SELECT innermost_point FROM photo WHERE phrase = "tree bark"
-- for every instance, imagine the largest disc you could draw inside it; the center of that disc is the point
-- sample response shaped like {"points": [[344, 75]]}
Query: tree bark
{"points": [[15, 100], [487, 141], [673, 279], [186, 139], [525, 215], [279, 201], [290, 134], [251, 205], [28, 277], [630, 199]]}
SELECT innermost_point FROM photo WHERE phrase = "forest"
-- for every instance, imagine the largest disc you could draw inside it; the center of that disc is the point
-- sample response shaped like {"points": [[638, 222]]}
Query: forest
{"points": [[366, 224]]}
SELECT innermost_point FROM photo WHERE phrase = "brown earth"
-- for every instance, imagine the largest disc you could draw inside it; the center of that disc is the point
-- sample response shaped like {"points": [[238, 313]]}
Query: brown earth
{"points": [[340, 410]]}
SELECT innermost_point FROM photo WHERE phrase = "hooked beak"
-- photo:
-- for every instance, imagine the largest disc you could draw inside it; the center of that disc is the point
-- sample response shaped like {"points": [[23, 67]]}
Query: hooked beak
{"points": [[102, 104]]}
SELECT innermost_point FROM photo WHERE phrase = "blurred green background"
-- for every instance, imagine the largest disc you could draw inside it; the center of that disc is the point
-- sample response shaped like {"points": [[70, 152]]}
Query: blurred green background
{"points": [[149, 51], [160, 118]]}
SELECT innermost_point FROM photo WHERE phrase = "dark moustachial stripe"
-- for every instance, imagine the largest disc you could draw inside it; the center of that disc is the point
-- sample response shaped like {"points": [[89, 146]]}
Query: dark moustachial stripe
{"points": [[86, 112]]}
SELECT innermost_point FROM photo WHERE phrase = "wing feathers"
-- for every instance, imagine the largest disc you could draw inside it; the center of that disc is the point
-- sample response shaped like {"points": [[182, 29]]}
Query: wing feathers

▬▬▬

Problem :: Rewrite all of the rows above, changing "largest disc" to "biggest circle" and leaving everything else unchanged.

Output below ::
SELECT innermost_point FROM photo WHERE phrase = "tree bark"
-- for every instance, imagine the biggest circle you could draw inside it; the center of that disc is the point
-- sample response shaped like {"points": [[344, 75]]}
Query: tree bark
{"points": [[15, 100], [487, 141], [673, 279], [186, 139], [525, 215], [279, 201], [290, 134], [251, 205], [28, 277], [630, 199]]}
SELECT innermost_point FROM photo WHERE phrase = "forest"
-- for every instance, imagine the biggest circle you could draw inside it; the center of that disc is the point
-- sample response shaped like {"points": [[638, 222]]}
Query: forest
{"points": [[366, 224]]}
SELECT innermost_point FROM photo WHERE phrase = "brown earth"
-- for every instance, imagine the biggest circle you could draw inside it; the center of that disc is the point
-- sample response shaped like {"points": [[238, 313]]}
Query: brown earth
{"points": [[340, 410]]}
SELECT innermost_point FROM photo WHERE phrase = "hooked beak"
-- photo:
-- for every instance, imagine the biggest circle you could draw inside it; the center of that disc is the point
-- sample response shaped like {"points": [[23, 67]]}
Query: hooked beak
{"points": [[102, 104]]}
SELECT innermost_point FROM photo WHERE phrase = "blurred green background"
-- for every instance, imagine the biggest circle you could draw inside it; the center of that disc is the point
-- sample response shaped like {"points": [[70, 152]]}
Query: blurred green background
{"points": [[149, 51], [160, 118]]}
SELECT innermost_point FROM photo WHERE phrase = "dark moustachial stripe"
-- for every instance, imagine the biggest circle you could draw inside it; the center of that disc is the point
-- sample response shaped like {"points": [[89, 146]]}
Query: dark moustachial stripe
{"points": [[86, 112]]}
SELECT innermost_point FROM photo WHERE phrase = "wing feathers"
-- for every instance, imagine the biggest circle you could draw inside it; the center of that disc is the point
-- sample response shaped like {"points": [[182, 29]]}
Query: wing feathers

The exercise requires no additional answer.